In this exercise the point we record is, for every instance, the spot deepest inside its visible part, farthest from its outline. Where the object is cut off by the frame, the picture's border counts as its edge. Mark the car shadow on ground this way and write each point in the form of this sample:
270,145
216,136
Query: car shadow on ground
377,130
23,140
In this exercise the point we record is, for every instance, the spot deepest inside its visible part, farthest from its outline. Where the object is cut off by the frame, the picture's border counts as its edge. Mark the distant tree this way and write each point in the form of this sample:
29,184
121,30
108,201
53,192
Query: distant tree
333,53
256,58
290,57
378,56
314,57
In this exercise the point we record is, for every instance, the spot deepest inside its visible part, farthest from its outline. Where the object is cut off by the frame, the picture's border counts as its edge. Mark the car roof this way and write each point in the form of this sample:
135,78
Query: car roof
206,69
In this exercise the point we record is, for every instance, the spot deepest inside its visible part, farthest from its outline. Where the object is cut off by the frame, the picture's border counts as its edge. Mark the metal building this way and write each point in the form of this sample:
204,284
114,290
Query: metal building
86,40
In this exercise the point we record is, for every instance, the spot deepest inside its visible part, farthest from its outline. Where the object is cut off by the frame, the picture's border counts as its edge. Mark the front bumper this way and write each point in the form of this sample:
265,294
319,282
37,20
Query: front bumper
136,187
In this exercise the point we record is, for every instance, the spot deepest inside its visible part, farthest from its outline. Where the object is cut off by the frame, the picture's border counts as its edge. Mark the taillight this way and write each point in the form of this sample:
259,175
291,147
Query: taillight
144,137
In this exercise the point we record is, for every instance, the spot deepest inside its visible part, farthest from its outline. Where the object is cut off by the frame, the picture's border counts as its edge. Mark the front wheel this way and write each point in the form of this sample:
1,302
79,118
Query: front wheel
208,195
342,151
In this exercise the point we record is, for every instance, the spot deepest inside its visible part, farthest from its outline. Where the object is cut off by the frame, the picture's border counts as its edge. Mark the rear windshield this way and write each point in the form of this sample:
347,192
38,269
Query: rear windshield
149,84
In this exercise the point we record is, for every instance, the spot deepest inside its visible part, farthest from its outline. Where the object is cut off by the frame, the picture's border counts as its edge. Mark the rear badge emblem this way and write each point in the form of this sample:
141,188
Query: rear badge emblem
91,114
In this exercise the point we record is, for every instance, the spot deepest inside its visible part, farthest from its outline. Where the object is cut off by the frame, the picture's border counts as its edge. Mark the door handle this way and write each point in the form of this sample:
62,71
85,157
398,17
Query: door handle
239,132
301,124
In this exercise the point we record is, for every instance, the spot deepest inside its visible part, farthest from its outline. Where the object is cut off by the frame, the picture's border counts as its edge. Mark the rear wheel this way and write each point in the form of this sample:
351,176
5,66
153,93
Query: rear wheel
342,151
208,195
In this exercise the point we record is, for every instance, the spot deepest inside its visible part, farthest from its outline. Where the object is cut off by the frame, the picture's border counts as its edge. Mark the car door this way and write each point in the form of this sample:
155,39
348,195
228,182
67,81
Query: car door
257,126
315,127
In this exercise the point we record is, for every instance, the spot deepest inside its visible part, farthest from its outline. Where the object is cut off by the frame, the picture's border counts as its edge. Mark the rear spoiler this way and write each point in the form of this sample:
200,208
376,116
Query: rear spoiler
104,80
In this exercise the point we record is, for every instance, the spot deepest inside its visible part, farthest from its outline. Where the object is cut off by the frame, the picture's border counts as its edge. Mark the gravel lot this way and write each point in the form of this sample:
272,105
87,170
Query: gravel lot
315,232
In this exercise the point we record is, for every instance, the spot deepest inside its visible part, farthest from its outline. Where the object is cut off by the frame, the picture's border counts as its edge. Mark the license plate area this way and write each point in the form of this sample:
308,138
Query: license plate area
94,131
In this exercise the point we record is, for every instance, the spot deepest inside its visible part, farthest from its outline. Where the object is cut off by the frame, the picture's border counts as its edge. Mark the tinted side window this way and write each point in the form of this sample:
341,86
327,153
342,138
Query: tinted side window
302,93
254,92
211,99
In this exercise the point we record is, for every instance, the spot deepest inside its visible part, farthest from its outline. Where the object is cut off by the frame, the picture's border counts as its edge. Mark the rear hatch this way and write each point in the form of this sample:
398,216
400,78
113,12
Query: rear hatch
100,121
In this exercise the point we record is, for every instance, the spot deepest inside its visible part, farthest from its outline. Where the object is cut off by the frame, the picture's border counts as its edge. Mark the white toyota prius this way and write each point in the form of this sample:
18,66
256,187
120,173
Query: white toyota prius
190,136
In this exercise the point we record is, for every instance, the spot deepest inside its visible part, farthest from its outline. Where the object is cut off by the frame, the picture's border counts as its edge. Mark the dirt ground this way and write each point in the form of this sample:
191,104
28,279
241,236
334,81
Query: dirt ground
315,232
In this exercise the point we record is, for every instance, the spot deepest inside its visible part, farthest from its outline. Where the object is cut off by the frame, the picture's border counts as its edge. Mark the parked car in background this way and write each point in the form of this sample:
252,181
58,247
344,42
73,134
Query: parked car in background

******************************

## PROBLEM TO WORK ON
Rewrite the lines above, swapping each "picture's border" for "image's border" and leaving everything else as it is.

## THE COMPLETED TASK
In this exercise the point we record is, for every instance, the spot deepest inside its visible part, farthest from its outline. Where the object is cut off by the frame, the image's border counts as its edge. Mark the car shadow on ground this way and write each point in the form of this sample:
270,145
216,136
Query: car shadow on ground
377,130
23,140
In this exercise the point we record is, for every instance, the spot deepest inside its visible part, farthest from its outline. Where the object is cut off by the frame, the image's border counts as its edge. Mark the distant tree this way and write each point in the form of this sample:
29,184
121,30
108,201
53,192
Query: distant tree
333,53
256,58
290,57
378,56
314,57
In this exercise the point we record is, for every instance, the spot deepest inside its visible part, farthest from its outline. Where the object is cut off by the frame, the image's border counts as its edge. Mark the car roof this way and write each point in the form of this sample:
135,78
Query: car roof
206,69
In this exercise the point we record is, for every instance, the spot deepest inside its visible part, farthest from its outline. Where the object is cut off by the frame, the image's border counts as its edge. Mark the metal building this way and write each point in the form of this sample:
204,284
114,290
Query: metal building
86,40
In this exercise the point we record is, for every instance, the spot deepest inside its visible part, farthest from its outline. Where the object is cut off by the frame, the image's border counts as its edge. Mark the front bumper this way and write each point in the form of this sample:
265,294
319,282
37,20
Query: front bumper
136,187
In this exercise the point we record is, for every instance, the spot deepest inside its visible part, farthest from its outline. Where the object is cut off by the frame, the image's border counts as its edge. Mark the taillight this way and write each point in the form of this sample:
259,175
291,147
Query: taillight
144,137
In this exercise the point we record is, for every instance, the spot deepest inside its visible part, farthest from its outline. Where the object is cut off by the frame, the image's border counts as its edge. Mark the front wheel this way and write each point in the form of this sample:
1,302
79,118
Query: front wheel
208,195
342,151
In this exercise the point we record is, for every instance, the spot deepest inside its visible part, farthest from its outline. Where the object is cut off by the frame, the image's border counts as its edge. Mark the rear windshield this way and write each point in the form of this sample:
347,192
38,269
Query: rear windshield
149,84
In this exercise the point we record is, for every instance, the spot deepest inside its visible part, farthest from its outline. Where the object is cut off by the frame, the image's border counts as its edge. Mark the rear badge emblem this way and write each point in the form of this sample:
141,188
Query: rear badge emblem
91,114
In this exercise the point we record is, for every instance, the spot deepest inside its visible part, farthest from its outline. Where the object is cut off by the frame, the image's border counts as its edge. Mark the door handle this way and write each point in the form of this sample:
62,71
85,157
398,17
Query: door handle
239,132
301,124
In this exercise the point we record is, for every instance, the spot deepest inside its visible part, farthest from its outline. Where the object is cut off by the frame, the image's border counts as its edge. Mark the rear wheel this way and write each point in the form of this sample:
351,176
5,66
153,93
Query: rear wheel
342,151
208,195
In this exercise the point we record is, for every instance, the spot deepest inside its visible part, farthest from its outline. Where the object is cut off by the frame, the image's border counts as its edge. Mark the car door this way and write each point in the form of this sample:
155,39
348,195
228,182
67,81
Query: car door
257,126
315,127
In this exercise the point we record is, for every instance, the spot deepest inside its visible part, farthest from its outline. Where the object is cut off by the frame, the image's border counts as its edge. Mark the rear spoiler this way and write each point in the form of this sample:
200,208
376,116
Query: rear spoiler
104,80
In this exercise the point we record is, for every instance, the spot deepest inside its visible part, farthest from its outline. Where the object is cut off by the frame, the image's border counts as its edge. Mark the gravel lot this way and write each point in the form of this sample:
272,105
87,170
Query: gravel lot
315,232
In this exercise the point we record is, for every instance, the spot deepest inside its visible part, farthest from its outline. Where the object is cut off by the frame, the image's border counts as its edge. Mark the license plate area this way and write each point in the form of this sample:
308,138
Query: license plate area
94,131
In this exercise the point we record is, for every instance, the spot deepest inside its visible part, farthest from its outline. Where the object is cut off by the frame, the image's border counts as its edge. Mark the tinted side window this way and write each point in the form of this sample:
341,86
327,153
342,138
Query: tinted side window
302,93
254,92
211,99
In this exercise the point we record is, for every instance, the spot deepest inside its visible part, farthest from its outline. Where the object is cut off by the frame, the image's border counts as its edge. Mark the rear hatch this way and write each point in the form of this sample:
398,216
400,78
113,12
Query: rear hatch
100,121
In this exercise the point we record is, for every instance, the spot deepest inside its visible part, farthest from its outline. Where the object is cut off by the frame, the image's border counts as its edge. Mark the white toyota prius this way and write each point in the form of this sample:
18,66
256,187
120,173
Query: white toyota prius
190,136
In this exercise the point we record is, for every instance, the spot deepest inside its visible part, farthest from its outline. Where the object is cut off by the frame, the image's border counts as its edge. Mark the dirt ground this way and write each point in the form of this sample:
191,104
28,279
241,236
334,81
Query: dirt ground
315,232
In this exercise the point we record is, for every instance, the spot deepest inside its visible part, farthest from its outline. Where the object is cut off by the frame, the image's border counts as its edge. Mark the parked car in background this way and write each point in the form of this sample:
252,181
58,247
344,42
73,134
Query: parked car in background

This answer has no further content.